> [SHORT PROBLEM]
Copy the material below, substituting "central" for each occurrence of "innermost" and leaving everything else untouched.

[Pointing dataset records]
= = = = =

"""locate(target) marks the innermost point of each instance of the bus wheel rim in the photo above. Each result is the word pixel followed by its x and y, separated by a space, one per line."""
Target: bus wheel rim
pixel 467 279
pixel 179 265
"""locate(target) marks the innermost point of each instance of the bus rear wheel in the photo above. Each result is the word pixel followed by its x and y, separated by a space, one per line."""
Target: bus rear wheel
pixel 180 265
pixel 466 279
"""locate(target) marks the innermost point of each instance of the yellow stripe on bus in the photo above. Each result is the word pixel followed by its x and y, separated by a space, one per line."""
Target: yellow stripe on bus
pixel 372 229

= = = = =

> [ANSWER IN FULL]
"""locate(target) marks the central point of each instance of the bus wheel rim in the photo above. Each result is the word pixel followed by its x and y, separated by a space, one per line."""
Target: bus wheel rim
pixel 467 279
pixel 179 265
"""locate(target) marks the central point of each instance of the bus rear wheel in the photo above. Each result is the word pixel followed by its x and y, separated by a space, one per line."""
Target: bus rear wheel
pixel 180 265
pixel 466 279
"""locate(target) marks the central point of each instance of the yellow stripe on bus in the photo above. Each result is the word pixel followed by its x and y, separated by a space, one per line."""
Target: yellow stripe on bus
pixel 372 229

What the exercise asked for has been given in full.